■ Raw data:
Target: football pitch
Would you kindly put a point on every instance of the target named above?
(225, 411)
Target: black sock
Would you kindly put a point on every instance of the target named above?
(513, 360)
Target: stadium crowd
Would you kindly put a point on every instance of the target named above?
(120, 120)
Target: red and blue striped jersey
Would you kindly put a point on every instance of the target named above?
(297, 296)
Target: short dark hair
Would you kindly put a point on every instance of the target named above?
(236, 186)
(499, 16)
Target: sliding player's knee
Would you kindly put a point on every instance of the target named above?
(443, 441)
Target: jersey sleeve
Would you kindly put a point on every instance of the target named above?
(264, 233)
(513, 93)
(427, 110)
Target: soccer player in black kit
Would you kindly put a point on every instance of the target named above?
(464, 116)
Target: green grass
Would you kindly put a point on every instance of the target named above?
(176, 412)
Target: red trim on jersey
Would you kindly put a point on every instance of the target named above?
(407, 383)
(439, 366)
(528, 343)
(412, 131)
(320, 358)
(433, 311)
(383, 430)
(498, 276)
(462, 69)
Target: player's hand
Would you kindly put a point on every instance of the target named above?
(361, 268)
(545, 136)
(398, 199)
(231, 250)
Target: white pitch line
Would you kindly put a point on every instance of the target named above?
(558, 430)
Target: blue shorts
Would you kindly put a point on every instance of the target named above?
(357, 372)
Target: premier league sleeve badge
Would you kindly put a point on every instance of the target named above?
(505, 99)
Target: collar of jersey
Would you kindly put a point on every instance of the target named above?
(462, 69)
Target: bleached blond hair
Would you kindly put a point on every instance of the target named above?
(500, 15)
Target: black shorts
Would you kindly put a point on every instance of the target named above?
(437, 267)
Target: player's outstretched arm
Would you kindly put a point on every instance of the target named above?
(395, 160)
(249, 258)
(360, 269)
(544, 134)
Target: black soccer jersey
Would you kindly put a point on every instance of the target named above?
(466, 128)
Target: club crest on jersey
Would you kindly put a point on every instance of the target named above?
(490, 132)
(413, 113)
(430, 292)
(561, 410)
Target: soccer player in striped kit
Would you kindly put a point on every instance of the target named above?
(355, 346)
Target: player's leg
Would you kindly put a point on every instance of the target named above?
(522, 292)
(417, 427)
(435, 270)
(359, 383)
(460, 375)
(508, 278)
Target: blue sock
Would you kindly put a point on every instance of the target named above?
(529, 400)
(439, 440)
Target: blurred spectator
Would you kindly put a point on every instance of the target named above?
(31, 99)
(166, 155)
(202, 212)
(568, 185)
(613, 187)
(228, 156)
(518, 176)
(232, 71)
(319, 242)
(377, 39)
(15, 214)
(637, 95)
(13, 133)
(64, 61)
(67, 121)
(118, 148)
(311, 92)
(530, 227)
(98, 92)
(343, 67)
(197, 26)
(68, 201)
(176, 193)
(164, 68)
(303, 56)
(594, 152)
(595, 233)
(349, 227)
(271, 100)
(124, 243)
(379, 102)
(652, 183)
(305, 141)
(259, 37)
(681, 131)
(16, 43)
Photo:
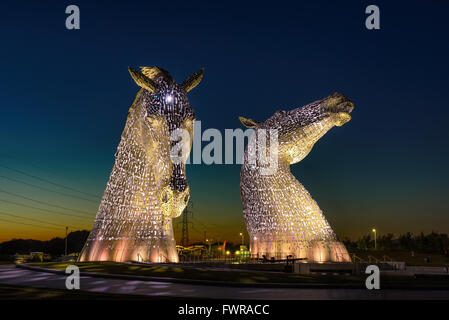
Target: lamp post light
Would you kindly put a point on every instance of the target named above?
(65, 251)
(209, 242)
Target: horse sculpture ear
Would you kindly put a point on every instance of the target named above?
(142, 80)
(192, 81)
(249, 123)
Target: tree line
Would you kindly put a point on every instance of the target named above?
(431, 243)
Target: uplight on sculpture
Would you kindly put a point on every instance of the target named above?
(146, 189)
(280, 214)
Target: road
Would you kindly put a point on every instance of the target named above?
(11, 275)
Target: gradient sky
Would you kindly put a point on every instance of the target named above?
(65, 94)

■ Your goal:
Could you rewrite all of the records above, swapping "every instance" for "each instance" everywhere and keeping everything else the same, but omitting the pictures?

■ Expected answer:
Target: football pitch
Would you kindly put a point on each instance of the target named above?
(225, 411)
Target: black sock
Would you kindly put a point on each instance of the target named above?
(513, 360)
Target: stadium crowd
Would you kindly put a point on each instance of the target named above?
(120, 120)
Target: red and blue striped jersey
Would you kindly put a point on each instance of the target named above?
(297, 296)
Target: short dark hair
Would you kindly put a point on each instance of the target named above?
(236, 186)
(499, 16)
Target: sliding player's knee
Would you kindly put a point on each instance of the target named above?
(443, 441)
Target: jersey sleeve
Would you kindly put a point on each instance of the target named above?
(264, 233)
(513, 93)
(427, 110)
Target: soccer player in black kit
Would you kindly put a point on each instance of the target named above?
(464, 116)
Target: green grass
Would you kindly put a point on each instance of the target named above?
(176, 412)
Target: red trim on jersey
Would you kindly put a point on each instance of the target named above?
(407, 383)
(439, 366)
(528, 343)
(412, 131)
(320, 358)
(433, 311)
(383, 430)
(498, 276)
(462, 69)
Target: player's hand
Would you kindly put a point on each instance of the target named above?
(361, 268)
(545, 136)
(398, 199)
(231, 250)
Target: white pitch line
Would you kindly put a point on each instance of the target named above?
(558, 430)
Target: blue shorts
Would you kindly put a point on each instance of the target named above?
(357, 372)
Target: premier league sleeve badge
Would you kindly put a point on each instance of the target named above?
(505, 99)
Target: collar of jersey
Would you kindly put a point on each instance of the target named above?
(462, 69)
Target: bleached blond hair
Would you kindly put a point on each instance of the target named above?
(500, 15)
Target: black shorts
Would you kindly put a point on each instance of the target named above?
(437, 267)
Target: player's outstretched arm
Would you kindly put a point on each instance of the target named above?
(395, 160)
(249, 258)
(360, 269)
(544, 134)
Target: black soccer jersey
Would you kindly put a point on each instance of the target named above?
(466, 128)
Target: club crest on jersey
Would you kindly put a point on each instance of the target named above?
(490, 132)
(413, 113)
(430, 292)
(561, 410)
Target: soccer player in striped kit
Would you kindly put a point on each instance of the target named above?
(355, 346)
Target: player's leg
Would you kindly put a point on each instance of the target named above?
(522, 292)
(417, 427)
(435, 270)
(359, 383)
(460, 375)
(508, 278)
Target: blue sock
Would you kindly put a point on each instance of the target named above?
(529, 400)
(439, 440)
Target: blurred spectator
Would you kindly put a point on each instance of the target named above?
(31, 99)
(166, 155)
(202, 212)
(568, 185)
(613, 187)
(228, 156)
(518, 176)
(232, 71)
(319, 242)
(377, 39)
(15, 214)
(637, 95)
(13, 133)
(64, 61)
(67, 121)
(118, 148)
(311, 92)
(530, 227)
(98, 92)
(343, 67)
(197, 26)
(68, 201)
(176, 193)
(164, 68)
(303, 56)
(594, 152)
(595, 233)
(349, 227)
(271, 100)
(124, 243)
(379, 102)
(652, 183)
(305, 141)
(259, 37)
(681, 131)
(16, 43)
Photo:
Target: lamp post light
Would you kindly put a point on each instance of the target named above?
(65, 251)
(209, 242)
Target: horse sculpture ear
Would you kindly put a point on each instance of the target named above?
(142, 80)
(192, 81)
(249, 123)
Target: tree line
Would you kindly put a point on each instance of the target named above?
(431, 243)
Target: uplight on sculpture
Would you kindly put a point on each instance of the target named above?
(146, 189)
(280, 214)
Target: road
Would you kindly put a point on each instance of the target named above?
(11, 275)
Target: gradient sky
Would you kindly put a point on each instance of the target named above?
(65, 94)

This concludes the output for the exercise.